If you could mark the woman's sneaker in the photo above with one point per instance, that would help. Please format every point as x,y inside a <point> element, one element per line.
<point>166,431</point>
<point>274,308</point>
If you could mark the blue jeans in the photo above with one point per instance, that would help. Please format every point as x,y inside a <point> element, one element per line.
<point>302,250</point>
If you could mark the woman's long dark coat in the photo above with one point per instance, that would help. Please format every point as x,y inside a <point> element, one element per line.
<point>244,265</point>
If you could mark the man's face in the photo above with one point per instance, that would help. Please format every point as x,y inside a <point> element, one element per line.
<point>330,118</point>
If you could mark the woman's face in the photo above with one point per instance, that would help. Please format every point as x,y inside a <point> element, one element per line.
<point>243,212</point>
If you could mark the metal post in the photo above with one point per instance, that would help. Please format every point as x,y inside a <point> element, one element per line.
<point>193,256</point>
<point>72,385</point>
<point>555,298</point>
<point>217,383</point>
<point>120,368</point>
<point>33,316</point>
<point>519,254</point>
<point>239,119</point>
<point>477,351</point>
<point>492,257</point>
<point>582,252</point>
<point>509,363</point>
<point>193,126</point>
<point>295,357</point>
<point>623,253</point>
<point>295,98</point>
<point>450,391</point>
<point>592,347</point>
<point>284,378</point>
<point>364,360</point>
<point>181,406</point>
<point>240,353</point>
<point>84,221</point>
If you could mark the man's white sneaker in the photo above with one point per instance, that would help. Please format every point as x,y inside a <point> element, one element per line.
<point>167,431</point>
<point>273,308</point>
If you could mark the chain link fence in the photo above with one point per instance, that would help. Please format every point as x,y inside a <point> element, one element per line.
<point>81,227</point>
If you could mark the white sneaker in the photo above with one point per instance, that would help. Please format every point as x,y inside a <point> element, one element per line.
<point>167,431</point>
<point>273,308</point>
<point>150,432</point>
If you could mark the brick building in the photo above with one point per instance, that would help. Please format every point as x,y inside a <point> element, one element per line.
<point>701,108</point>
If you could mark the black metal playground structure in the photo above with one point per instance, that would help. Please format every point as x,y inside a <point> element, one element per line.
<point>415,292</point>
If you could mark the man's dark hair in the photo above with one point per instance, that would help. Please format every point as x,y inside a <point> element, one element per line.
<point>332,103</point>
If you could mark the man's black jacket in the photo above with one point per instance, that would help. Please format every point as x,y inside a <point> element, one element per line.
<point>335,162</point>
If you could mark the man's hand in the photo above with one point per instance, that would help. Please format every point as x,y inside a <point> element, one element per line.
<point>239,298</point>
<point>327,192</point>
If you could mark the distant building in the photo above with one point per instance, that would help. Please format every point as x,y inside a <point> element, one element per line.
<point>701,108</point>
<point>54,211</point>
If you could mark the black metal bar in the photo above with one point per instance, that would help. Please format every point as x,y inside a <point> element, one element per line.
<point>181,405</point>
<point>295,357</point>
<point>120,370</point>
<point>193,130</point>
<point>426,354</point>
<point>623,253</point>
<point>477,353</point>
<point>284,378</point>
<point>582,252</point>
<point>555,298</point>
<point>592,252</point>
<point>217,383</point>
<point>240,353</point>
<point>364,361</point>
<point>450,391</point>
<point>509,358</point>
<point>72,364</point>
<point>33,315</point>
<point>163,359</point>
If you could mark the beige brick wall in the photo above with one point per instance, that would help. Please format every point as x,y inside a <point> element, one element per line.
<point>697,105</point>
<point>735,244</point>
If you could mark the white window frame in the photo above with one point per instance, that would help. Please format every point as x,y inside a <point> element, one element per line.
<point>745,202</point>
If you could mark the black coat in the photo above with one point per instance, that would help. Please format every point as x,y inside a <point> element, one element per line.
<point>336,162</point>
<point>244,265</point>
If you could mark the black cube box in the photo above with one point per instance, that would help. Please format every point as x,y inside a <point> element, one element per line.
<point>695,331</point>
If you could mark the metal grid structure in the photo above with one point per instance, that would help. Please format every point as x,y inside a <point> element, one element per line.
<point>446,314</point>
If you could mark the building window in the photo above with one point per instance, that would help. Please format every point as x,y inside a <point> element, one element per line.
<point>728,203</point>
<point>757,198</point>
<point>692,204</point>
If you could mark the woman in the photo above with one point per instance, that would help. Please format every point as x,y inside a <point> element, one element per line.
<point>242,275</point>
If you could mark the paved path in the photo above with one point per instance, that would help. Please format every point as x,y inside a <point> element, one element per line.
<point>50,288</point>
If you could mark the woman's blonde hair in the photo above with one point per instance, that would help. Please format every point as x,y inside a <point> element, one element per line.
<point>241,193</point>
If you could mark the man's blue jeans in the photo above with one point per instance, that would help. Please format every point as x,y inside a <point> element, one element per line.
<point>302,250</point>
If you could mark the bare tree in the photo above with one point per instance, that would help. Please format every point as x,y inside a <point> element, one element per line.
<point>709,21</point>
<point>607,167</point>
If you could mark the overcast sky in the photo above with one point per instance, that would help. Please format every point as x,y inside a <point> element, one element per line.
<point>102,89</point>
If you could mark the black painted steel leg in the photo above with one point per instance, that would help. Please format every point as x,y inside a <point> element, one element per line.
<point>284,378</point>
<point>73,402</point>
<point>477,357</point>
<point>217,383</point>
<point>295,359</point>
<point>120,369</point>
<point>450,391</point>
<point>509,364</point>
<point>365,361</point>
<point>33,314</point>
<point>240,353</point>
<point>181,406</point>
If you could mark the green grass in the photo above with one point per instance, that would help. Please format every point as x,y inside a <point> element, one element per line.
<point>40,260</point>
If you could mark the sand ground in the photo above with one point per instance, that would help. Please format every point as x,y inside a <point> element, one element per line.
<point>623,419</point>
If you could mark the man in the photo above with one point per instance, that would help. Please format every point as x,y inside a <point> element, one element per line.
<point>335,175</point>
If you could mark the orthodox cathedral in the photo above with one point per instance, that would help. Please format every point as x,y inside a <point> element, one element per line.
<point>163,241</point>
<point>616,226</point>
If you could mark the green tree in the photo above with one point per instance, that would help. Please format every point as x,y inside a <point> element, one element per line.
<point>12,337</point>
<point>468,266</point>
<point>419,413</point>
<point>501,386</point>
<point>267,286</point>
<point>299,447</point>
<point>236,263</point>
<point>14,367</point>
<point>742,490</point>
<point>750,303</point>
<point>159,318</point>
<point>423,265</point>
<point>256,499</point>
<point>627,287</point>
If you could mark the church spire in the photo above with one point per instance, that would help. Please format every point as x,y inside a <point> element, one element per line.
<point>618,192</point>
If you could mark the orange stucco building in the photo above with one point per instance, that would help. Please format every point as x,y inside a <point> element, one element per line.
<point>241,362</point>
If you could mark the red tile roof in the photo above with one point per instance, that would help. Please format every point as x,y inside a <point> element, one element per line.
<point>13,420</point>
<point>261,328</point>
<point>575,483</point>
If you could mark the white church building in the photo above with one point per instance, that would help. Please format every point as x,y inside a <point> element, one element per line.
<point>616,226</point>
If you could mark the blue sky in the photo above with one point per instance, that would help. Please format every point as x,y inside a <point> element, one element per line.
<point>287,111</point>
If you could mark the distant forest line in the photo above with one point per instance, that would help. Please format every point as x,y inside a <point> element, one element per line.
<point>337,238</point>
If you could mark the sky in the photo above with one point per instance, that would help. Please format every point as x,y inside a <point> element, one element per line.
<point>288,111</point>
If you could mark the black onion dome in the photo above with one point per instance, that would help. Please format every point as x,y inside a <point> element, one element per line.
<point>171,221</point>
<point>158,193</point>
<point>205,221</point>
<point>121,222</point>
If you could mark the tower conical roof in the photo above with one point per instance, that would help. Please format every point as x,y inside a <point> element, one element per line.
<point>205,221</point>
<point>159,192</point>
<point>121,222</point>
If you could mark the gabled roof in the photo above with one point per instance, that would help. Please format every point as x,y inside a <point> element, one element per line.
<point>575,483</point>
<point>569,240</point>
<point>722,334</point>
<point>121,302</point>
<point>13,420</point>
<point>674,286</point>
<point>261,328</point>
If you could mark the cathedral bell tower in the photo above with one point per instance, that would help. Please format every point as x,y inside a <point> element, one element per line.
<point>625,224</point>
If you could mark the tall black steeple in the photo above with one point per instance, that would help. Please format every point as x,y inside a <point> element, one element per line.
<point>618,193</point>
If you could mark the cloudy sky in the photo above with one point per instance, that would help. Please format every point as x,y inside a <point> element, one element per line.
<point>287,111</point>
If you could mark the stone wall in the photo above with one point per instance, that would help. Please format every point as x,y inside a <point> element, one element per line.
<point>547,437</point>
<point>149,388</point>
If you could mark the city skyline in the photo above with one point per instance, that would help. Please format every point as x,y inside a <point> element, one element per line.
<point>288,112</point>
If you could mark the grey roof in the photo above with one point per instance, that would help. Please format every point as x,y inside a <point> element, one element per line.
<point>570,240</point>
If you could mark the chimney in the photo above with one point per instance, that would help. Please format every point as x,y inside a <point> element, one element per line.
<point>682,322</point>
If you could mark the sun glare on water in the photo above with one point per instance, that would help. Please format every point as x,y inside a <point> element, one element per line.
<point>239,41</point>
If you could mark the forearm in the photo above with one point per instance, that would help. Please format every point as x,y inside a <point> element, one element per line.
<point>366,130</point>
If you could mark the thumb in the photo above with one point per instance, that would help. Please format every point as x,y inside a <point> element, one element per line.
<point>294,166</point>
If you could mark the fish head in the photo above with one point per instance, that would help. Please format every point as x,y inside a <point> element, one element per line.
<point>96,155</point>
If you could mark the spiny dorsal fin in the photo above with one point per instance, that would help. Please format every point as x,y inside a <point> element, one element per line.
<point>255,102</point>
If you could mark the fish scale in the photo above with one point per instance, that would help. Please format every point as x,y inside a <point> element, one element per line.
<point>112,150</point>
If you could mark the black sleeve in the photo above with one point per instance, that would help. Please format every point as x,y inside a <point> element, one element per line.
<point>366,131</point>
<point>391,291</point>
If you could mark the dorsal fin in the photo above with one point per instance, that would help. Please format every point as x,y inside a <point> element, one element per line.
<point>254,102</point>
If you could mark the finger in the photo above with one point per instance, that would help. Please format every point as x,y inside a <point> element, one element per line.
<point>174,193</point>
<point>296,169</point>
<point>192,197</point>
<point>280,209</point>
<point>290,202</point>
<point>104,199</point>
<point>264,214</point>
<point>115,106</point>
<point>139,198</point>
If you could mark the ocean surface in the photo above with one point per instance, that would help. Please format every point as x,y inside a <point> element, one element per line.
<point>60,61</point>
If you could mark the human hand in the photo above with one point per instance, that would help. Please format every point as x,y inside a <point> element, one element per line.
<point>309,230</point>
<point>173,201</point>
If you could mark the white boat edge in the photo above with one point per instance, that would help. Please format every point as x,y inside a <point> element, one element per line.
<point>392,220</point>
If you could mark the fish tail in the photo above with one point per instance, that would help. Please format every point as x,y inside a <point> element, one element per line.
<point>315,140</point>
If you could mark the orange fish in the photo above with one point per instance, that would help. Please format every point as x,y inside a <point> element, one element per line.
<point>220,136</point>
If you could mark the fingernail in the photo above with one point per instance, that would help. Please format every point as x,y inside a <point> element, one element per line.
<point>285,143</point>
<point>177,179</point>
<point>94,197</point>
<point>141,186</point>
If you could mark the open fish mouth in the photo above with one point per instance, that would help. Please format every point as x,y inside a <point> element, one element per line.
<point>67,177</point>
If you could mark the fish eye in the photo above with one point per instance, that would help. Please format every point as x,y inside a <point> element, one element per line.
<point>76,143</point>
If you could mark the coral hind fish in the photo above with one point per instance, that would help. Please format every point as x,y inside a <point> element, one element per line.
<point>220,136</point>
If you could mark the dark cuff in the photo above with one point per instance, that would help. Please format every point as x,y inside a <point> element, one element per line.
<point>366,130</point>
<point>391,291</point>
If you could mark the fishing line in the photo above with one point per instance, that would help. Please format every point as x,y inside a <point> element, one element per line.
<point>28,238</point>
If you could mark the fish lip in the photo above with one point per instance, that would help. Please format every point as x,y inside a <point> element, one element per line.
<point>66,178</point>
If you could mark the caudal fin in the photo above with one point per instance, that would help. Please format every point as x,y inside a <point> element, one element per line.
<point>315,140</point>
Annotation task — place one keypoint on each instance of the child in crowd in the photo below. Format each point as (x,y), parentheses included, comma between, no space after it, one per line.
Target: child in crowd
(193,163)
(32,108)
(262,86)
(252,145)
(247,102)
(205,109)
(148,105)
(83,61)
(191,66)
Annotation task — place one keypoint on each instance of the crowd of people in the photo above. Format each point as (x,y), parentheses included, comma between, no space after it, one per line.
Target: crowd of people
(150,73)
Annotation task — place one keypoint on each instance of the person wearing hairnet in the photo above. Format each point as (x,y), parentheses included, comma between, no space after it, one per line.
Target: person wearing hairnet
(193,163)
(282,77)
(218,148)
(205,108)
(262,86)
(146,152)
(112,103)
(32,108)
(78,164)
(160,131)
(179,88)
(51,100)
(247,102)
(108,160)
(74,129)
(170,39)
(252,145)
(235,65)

....

=== The exercise ===
Put everything from the start of the data down to the line containing "<point>84,221</point>" into a Markdown table with the columns Row and Data line. Number each row, leave out blank lines, and include nothing past that line.

=== Task output ===
| Row | Data line |
|---|---|
| 1 | If you could mark the woman's sneaker in the photo above with one point per instance, that would help. Please format every point as x,y inside a <point> element, one element per line. |
| 2 | <point>166,431</point> |
| 3 | <point>274,308</point> |
| 4 | If you could mark the blue jeans in the photo above with one point per instance, that would help. Please format every point as x,y inside a <point> element, one element per line. |
| 5 | <point>302,250</point> |
| 6 | If you could mark the woman's long dark coat in the photo above with one point per instance, that would help. Please format every point as x,y inside a <point> element, one element per line. |
| 7 | <point>244,265</point> |
| 8 | If you could mark the man's face in the photo above with one point per instance, that would help. Please format every point as x,y inside a <point> element, one element per line. |
| 9 | <point>330,118</point> |
| 10 | If you could mark the woman's face in the photo above with one point per instance, that would help. Please format every point as x,y inside a <point> element, one element per line. |
| 11 | <point>243,212</point> |
| 12 | If you could mark the metal post in the photo above with one point per instance, that would help. Please format every point as x,y inside a <point> element, one element per line. |
| 13 | <point>193,256</point> |
| 14 | <point>72,385</point> |
| 15 | <point>555,298</point> |
| 16 | <point>217,383</point> |
| 17 | <point>120,368</point> |
| 18 | <point>33,316</point> |
| 19 | <point>519,254</point> |
| 20 | <point>239,119</point> |
| 21 | <point>477,351</point> |
| 22 | <point>492,257</point> |
| 23 | <point>582,252</point> |
| 24 | <point>509,363</point> |
| 25 | <point>193,126</point> |
| 26 | <point>295,357</point> |
| 27 | <point>623,253</point> |
| 28 | <point>295,98</point> |
| 29 | <point>450,391</point> |
| 30 | <point>592,347</point> |
| 31 | <point>284,378</point> |
| 32 | <point>364,360</point> |
| 33 | <point>181,406</point> |
| 34 | <point>240,353</point> |
| 35 | <point>84,221</point> |